▸ **Required action**: Please count how many lines of the data include the word "lamp". Give only that number in reply.

(Dataset entries)
════════════════
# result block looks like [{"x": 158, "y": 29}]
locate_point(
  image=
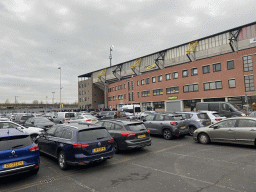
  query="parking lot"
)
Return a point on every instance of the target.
[{"x": 167, "y": 165}]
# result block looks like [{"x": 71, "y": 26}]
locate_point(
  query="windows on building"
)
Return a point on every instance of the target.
[
  {"x": 232, "y": 83},
  {"x": 145, "y": 93},
  {"x": 158, "y": 92},
  {"x": 168, "y": 76},
  {"x": 212, "y": 85},
  {"x": 185, "y": 73},
  {"x": 194, "y": 71},
  {"x": 247, "y": 60},
  {"x": 172, "y": 90},
  {"x": 153, "y": 79},
  {"x": 249, "y": 83},
  {"x": 160, "y": 78},
  {"x": 216, "y": 67},
  {"x": 190, "y": 88},
  {"x": 230, "y": 65},
  {"x": 206, "y": 69},
  {"x": 175, "y": 75}
]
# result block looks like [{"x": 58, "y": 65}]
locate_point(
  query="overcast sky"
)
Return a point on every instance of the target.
[{"x": 37, "y": 37}]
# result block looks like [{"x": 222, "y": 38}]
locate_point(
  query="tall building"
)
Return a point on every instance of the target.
[{"x": 220, "y": 67}]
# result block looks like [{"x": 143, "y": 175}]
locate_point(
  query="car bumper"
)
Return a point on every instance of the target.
[
  {"x": 90, "y": 159},
  {"x": 17, "y": 170}
]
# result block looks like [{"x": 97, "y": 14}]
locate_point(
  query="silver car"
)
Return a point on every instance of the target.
[{"x": 240, "y": 130}]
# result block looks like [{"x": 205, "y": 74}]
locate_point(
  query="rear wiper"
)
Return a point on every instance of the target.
[{"x": 17, "y": 146}]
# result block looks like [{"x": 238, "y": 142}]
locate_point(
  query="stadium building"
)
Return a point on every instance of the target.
[{"x": 219, "y": 67}]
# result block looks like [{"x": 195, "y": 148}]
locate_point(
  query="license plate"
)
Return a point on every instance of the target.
[
  {"x": 141, "y": 136},
  {"x": 14, "y": 164},
  {"x": 99, "y": 149}
]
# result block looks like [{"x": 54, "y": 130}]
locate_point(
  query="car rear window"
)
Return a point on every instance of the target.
[
  {"x": 216, "y": 114},
  {"x": 8, "y": 143},
  {"x": 135, "y": 127},
  {"x": 92, "y": 134},
  {"x": 202, "y": 116},
  {"x": 174, "y": 117}
]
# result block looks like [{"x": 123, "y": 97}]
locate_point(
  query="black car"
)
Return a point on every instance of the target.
[
  {"x": 41, "y": 122},
  {"x": 76, "y": 144},
  {"x": 127, "y": 134},
  {"x": 169, "y": 125}
]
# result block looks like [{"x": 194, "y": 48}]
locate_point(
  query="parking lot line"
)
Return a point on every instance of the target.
[{"x": 186, "y": 177}]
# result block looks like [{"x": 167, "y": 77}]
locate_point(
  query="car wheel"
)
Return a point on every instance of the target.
[
  {"x": 204, "y": 138},
  {"x": 33, "y": 137},
  {"x": 167, "y": 134},
  {"x": 62, "y": 161},
  {"x": 191, "y": 130},
  {"x": 115, "y": 147}
]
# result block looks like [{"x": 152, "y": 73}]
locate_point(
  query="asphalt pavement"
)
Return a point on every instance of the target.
[{"x": 166, "y": 165}]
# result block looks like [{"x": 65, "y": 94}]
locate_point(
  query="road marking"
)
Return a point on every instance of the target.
[
  {"x": 186, "y": 177},
  {"x": 82, "y": 185}
]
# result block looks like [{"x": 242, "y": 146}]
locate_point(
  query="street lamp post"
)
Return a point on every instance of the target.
[{"x": 60, "y": 86}]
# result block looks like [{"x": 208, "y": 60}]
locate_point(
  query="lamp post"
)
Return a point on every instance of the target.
[
  {"x": 53, "y": 98},
  {"x": 110, "y": 56},
  {"x": 60, "y": 86}
]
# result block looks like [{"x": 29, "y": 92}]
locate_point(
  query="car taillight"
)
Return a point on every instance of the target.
[
  {"x": 34, "y": 148},
  {"x": 80, "y": 145},
  {"x": 126, "y": 134}
]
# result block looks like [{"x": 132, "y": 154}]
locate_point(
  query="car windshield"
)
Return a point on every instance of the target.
[
  {"x": 202, "y": 116},
  {"x": 92, "y": 134},
  {"x": 173, "y": 117},
  {"x": 8, "y": 143},
  {"x": 136, "y": 127},
  {"x": 42, "y": 120}
]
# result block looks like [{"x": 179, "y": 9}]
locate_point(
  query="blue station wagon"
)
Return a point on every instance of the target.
[
  {"x": 76, "y": 144},
  {"x": 18, "y": 153}
]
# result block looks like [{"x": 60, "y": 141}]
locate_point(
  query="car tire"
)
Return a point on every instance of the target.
[
  {"x": 191, "y": 130},
  {"x": 167, "y": 134},
  {"x": 116, "y": 150},
  {"x": 203, "y": 138},
  {"x": 62, "y": 161}
]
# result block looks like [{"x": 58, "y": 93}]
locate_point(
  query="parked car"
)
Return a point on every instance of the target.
[
  {"x": 41, "y": 122},
  {"x": 224, "y": 108},
  {"x": 76, "y": 144},
  {"x": 18, "y": 153},
  {"x": 127, "y": 134},
  {"x": 24, "y": 118},
  {"x": 195, "y": 120},
  {"x": 167, "y": 125},
  {"x": 84, "y": 119},
  {"x": 233, "y": 130},
  {"x": 145, "y": 113},
  {"x": 61, "y": 117},
  {"x": 214, "y": 116},
  {"x": 32, "y": 131}
]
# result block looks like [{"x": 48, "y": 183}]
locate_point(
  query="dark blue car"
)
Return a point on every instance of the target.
[
  {"x": 18, "y": 153},
  {"x": 76, "y": 144}
]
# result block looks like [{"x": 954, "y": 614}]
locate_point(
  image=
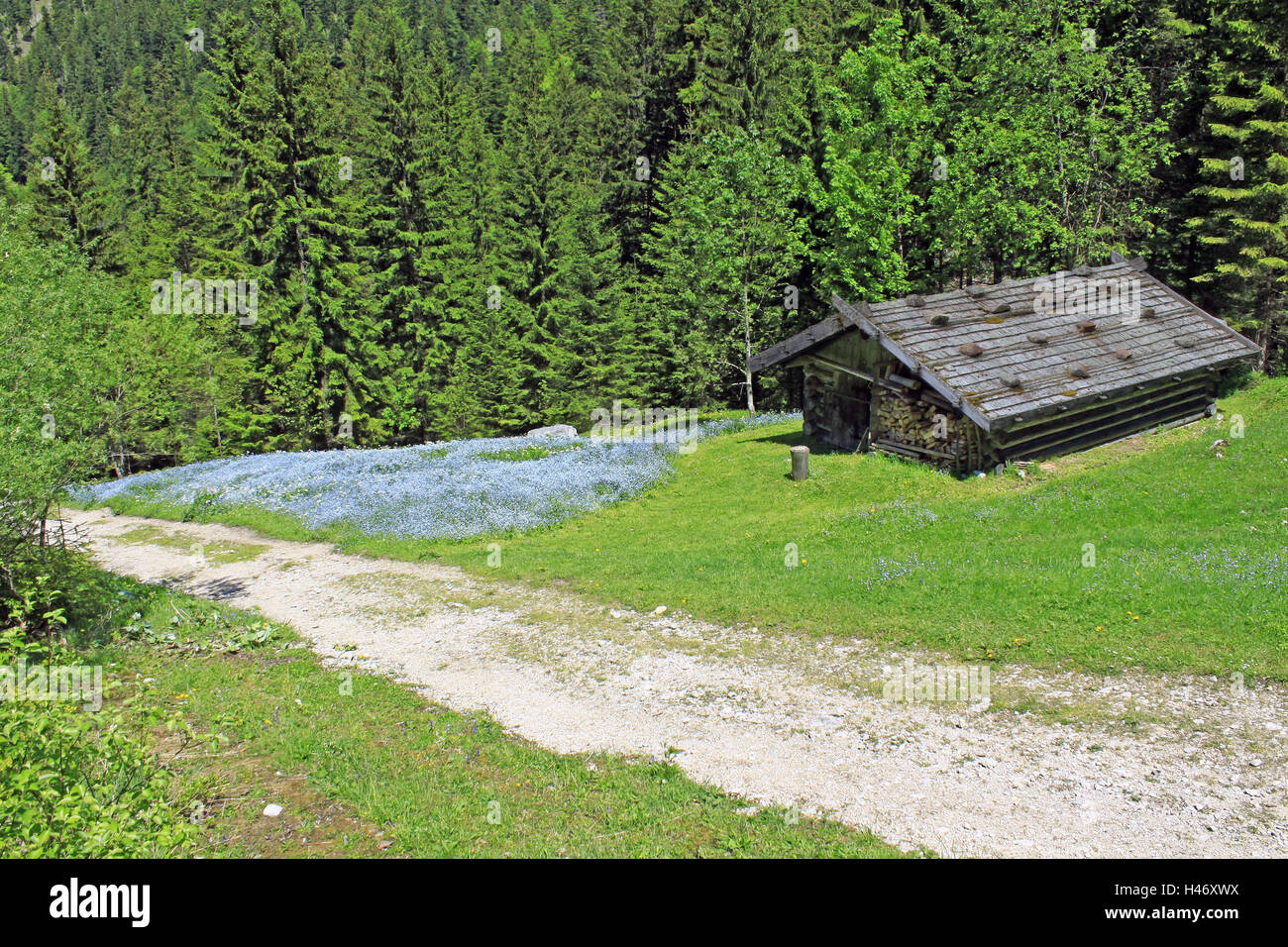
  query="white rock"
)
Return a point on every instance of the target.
[{"x": 554, "y": 431}]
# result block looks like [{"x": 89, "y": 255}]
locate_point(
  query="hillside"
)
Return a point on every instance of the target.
[{"x": 1190, "y": 543}]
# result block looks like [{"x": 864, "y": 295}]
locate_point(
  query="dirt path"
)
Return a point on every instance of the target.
[{"x": 1126, "y": 766}]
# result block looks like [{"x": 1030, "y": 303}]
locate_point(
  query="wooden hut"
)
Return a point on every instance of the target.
[{"x": 1019, "y": 369}]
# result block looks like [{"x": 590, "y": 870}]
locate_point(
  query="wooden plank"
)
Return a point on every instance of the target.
[{"x": 855, "y": 316}]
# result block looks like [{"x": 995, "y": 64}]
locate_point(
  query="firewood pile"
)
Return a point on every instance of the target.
[{"x": 909, "y": 420}]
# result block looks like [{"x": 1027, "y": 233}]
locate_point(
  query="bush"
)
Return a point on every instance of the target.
[{"x": 76, "y": 784}]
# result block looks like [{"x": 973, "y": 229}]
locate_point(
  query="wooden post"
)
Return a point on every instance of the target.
[{"x": 800, "y": 463}]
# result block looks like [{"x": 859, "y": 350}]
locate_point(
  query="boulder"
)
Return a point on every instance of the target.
[{"x": 554, "y": 431}]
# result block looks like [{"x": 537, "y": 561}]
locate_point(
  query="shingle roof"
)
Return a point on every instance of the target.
[{"x": 1033, "y": 357}]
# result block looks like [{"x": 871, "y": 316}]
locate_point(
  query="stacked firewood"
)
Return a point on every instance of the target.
[{"x": 906, "y": 419}]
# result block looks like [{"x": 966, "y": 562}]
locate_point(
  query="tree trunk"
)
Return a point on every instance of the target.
[{"x": 747, "y": 354}]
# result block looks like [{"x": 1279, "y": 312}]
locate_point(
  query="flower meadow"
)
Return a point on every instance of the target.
[{"x": 445, "y": 489}]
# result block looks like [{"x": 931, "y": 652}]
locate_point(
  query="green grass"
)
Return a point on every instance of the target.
[
  {"x": 1190, "y": 551},
  {"x": 412, "y": 779}
]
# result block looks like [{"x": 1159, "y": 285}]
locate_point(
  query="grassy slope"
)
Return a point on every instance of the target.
[
  {"x": 1192, "y": 553},
  {"x": 378, "y": 771}
]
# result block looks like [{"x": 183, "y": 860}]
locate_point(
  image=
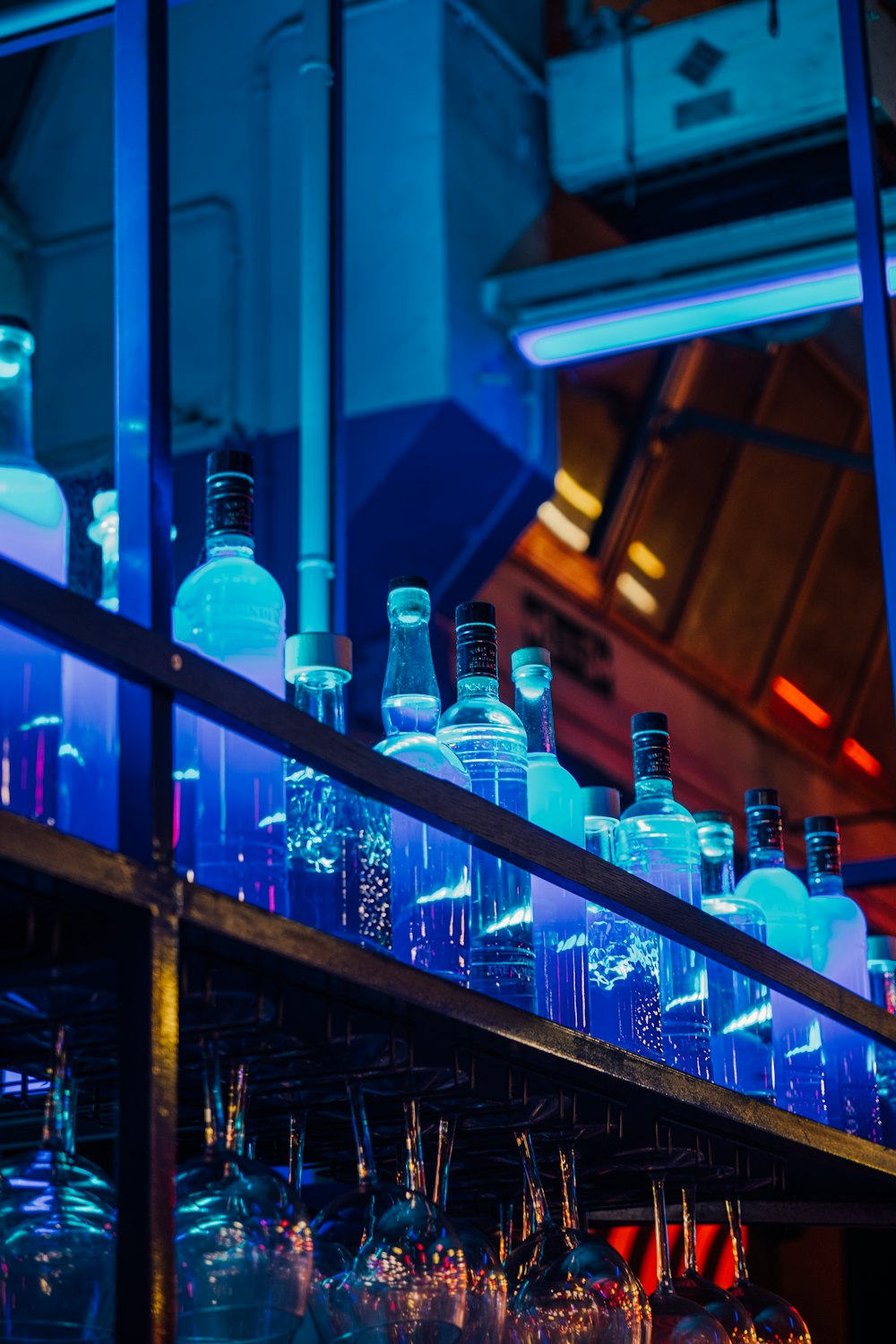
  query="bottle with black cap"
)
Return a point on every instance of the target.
[
  {"x": 840, "y": 952},
  {"x": 739, "y": 1007},
  {"x": 34, "y": 532},
  {"x": 559, "y": 918},
  {"x": 429, "y": 870},
  {"x": 624, "y": 957},
  {"x": 338, "y": 840},
  {"x": 233, "y": 612},
  {"x": 657, "y": 840},
  {"x": 490, "y": 741},
  {"x": 796, "y": 1030}
]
════════════════
▸ **Written response**: 2